Trecho fornecido:
..............................

A agulha não risca mais o disco, a página não prende mais a palavra. O poeta Celso Borges escreveu Música. Babel de linguagens: há muito mais em Música do que música. Também não é apenas um livro, é um livro-limite, uma obra de risco. Poesia é risco. Seria fácil se fosse um livro com um disco encartado. Não é fácil.

Música é uma fina malha de linguagens, um intrincado jogo intersemiótico cuja via fundamental de construção é o som. Ouvinte compulsivo, Celso Borges coloca o headphone para revolver o texto. A poesia (certa poesia) desde o século XIX percorre um perigoso caminho até a implosão. Até o silêncio. Aqui é outra coisa, o avesso do silêncio, a perseguição de uma linha de atrito entre canto e fala. Como anuncia o poeta: dar uma estrutura sonora ao poema, além de sua sonoridade natural.

No lugar do silêncio, então, atrito. Através das apropriações de clichês da poesia, da música e do cinema, sentidos são reinventados, pulsam nos momentos de encontro entre palavra, som e projeto gráfico. Drummond, João Cabral, Oswald, Vinícius, Bressane, Bob Dylan, Nauro Machado, Euclides da Cunha, Dona Teté e Verlaine, Augusto de Campos e o boizinho de Dona Camélia. Tudo misturado, muitas vezes triturado e cuspido, satirizado.

As letras se misturam, as palavras se interpenetram, os ditos se confundem. Um tom de colagem atravessa Música, não apenas nos detalhes da programação visual ou nas superposições de sons, aparece principalmente como texto. Americana: bela balada costurada com versos de Celso e traduções de Bob Dylan. O silêncio dos poetas: poema escrito para acabar nas palavras de Alberto Pimenta. Mural: texto-montagem composto a partir de matérias de jornal, versos de Celso e de outros poetas.

A profusão de referências, que ao longo das últimas décadas tem se refletido no acúmulo crescente de autômatos desatentos na fileira dos humanos, aparece na poesia de Celso com alto grau de concentração, expondo impasses da cultura contemporânea, dando porrada na palavra anódina da “prosa com prazo de vencimento” e dos “verbos de plástico” de rimas gastas e radicalismos de proveta. A palavra banal e fragmentada que se tornou nossa regra de comunicação vira galáxia de significados na poesia de Celso Borges. Do caos de citações Celso fabrica sentido. Volta à lição de velhos iconoclastas da cultura: contra a especialização dos fazeres e a mumificação das formas, o antídoto da experimentação.

..............................

Objetivo da tarefa:
Responda às perguntas a seguir com base no trecho sobre o livro Música, de Celso Borges.
1. Segundo o trecho, qual é a via fundamental de construção de Música?
2. Com que material é costurada a balada Americana?
3. A partir de que é composto o texto-montagem Mural?

Dados fornecidos:
..............................

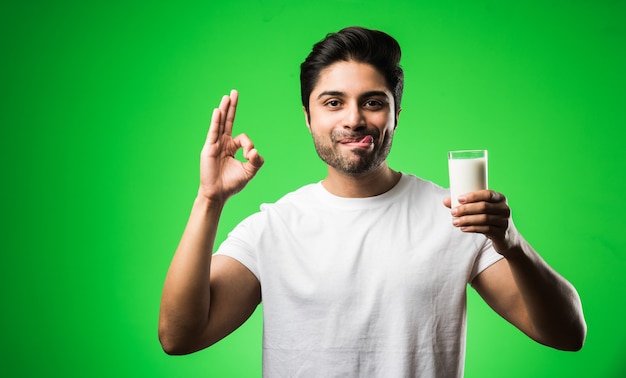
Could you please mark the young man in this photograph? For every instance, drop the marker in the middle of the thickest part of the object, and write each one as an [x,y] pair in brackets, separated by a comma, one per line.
[364,273]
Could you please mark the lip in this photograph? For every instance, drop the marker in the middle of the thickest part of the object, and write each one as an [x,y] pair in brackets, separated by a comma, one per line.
[364,141]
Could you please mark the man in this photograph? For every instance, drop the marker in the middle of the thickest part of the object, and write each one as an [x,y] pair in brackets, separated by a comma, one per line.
[365,272]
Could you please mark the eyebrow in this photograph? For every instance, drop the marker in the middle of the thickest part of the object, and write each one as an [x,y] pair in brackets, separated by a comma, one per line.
[343,94]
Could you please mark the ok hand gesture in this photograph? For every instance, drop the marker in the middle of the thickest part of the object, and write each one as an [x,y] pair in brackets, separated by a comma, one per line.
[221,175]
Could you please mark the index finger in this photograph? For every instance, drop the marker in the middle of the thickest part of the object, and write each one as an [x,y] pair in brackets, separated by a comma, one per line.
[485,195]
[230,114]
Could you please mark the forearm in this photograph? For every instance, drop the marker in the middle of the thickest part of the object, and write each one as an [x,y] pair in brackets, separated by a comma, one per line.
[552,304]
[186,292]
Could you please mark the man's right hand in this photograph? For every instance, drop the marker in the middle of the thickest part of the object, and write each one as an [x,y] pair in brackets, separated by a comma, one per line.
[221,175]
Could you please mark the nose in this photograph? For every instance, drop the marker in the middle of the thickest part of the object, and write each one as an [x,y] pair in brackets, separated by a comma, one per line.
[354,118]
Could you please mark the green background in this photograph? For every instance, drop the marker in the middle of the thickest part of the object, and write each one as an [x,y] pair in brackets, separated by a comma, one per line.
[105,107]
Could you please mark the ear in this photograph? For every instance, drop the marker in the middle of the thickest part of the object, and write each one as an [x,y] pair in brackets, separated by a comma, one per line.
[307,118]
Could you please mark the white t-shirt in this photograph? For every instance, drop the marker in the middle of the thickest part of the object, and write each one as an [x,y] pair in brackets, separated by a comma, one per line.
[361,287]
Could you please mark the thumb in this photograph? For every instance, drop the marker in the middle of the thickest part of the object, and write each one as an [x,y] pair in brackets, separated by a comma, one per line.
[254,159]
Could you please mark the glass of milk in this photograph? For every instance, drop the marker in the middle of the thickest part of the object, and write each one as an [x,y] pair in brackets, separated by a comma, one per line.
[468,172]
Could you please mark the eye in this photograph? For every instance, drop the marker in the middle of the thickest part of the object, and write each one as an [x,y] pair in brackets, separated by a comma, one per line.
[373,104]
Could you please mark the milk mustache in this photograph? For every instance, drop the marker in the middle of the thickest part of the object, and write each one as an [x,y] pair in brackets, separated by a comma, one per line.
[466,174]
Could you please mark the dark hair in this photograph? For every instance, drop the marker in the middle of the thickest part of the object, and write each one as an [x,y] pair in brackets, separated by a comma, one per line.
[358,44]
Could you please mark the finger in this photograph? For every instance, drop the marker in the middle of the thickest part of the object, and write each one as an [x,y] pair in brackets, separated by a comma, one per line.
[499,208]
[249,152]
[213,133]
[482,195]
[230,115]
[447,202]
[224,105]
[480,220]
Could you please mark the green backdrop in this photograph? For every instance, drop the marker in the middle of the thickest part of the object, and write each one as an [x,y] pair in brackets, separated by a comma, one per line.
[105,106]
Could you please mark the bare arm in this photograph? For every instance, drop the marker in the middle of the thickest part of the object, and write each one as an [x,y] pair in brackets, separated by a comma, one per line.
[205,298]
[522,288]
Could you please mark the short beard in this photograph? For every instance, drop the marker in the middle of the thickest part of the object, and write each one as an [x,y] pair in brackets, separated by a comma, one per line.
[365,163]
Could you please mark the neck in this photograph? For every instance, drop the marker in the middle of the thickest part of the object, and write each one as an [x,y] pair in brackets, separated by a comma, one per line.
[370,184]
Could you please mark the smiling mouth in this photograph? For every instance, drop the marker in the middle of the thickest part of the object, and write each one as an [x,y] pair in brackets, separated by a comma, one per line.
[366,141]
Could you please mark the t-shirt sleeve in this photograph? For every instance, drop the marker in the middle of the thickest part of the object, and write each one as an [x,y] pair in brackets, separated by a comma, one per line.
[487,256]
[241,244]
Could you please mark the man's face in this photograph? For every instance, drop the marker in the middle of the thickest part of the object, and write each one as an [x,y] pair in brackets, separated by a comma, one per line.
[352,117]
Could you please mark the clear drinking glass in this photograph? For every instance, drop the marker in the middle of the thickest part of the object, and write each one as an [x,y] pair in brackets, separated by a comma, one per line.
[468,172]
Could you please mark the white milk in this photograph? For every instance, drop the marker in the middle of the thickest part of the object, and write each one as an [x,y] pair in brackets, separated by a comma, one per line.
[466,175]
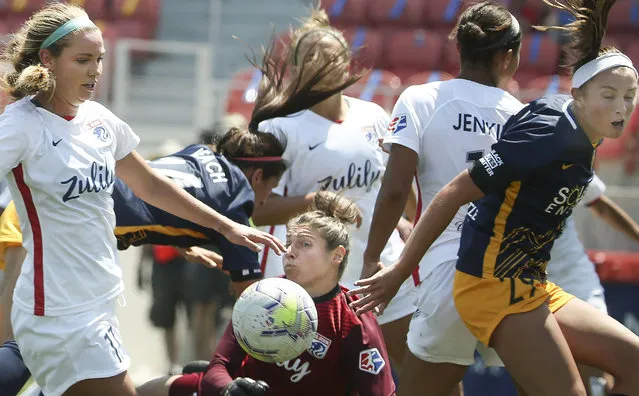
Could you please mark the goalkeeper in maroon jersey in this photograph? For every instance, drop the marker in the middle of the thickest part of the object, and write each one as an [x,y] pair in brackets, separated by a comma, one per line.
[348,355]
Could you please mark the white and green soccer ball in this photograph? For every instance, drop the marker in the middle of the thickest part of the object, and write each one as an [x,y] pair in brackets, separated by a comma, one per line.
[274,320]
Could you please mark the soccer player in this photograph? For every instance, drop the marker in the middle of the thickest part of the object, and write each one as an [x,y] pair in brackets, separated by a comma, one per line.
[348,355]
[439,129]
[61,153]
[333,146]
[522,191]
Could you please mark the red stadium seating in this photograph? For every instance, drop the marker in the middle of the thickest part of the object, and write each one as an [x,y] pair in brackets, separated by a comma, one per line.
[428,76]
[136,18]
[545,85]
[97,9]
[539,54]
[367,46]
[347,12]
[408,52]
[624,16]
[442,12]
[379,86]
[404,13]
[633,52]
[243,91]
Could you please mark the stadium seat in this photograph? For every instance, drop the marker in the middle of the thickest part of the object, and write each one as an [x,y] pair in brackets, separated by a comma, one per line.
[137,18]
[242,92]
[347,12]
[379,86]
[404,13]
[408,52]
[539,54]
[442,12]
[633,52]
[97,9]
[367,46]
[624,16]
[544,85]
[428,76]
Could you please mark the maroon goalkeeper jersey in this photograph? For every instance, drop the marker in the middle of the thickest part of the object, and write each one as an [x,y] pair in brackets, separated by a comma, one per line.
[347,357]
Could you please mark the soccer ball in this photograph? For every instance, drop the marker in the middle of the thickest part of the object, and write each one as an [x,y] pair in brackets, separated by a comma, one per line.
[274,320]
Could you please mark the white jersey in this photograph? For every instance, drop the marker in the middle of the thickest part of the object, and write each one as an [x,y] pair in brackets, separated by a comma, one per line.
[449,124]
[569,263]
[341,157]
[61,176]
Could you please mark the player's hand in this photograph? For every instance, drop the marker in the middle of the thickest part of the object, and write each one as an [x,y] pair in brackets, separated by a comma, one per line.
[377,291]
[206,257]
[370,268]
[250,237]
[242,386]
[404,227]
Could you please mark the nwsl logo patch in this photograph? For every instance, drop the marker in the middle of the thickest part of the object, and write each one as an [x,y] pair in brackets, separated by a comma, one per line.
[397,124]
[319,346]
[371,361]
[102,134]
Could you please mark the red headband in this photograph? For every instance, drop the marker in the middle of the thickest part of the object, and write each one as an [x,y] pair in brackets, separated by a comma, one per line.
[258,159]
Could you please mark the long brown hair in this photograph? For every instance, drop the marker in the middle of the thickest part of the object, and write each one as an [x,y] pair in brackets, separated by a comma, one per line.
[23,50]
[330,215]
[277,97]
[482,31]
[586,32]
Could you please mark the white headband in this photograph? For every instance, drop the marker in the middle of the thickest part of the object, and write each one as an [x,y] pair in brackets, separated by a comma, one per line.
[586,72]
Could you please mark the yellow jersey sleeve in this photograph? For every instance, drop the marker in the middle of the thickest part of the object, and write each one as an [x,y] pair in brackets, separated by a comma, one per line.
[10,232]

..............................

Resposta do exercício:
1. O som.
2. Com versos de Celso e traduções de Bob Dylan.
3. A partir de matérias de jornal, versos de Celso e de outros poetas.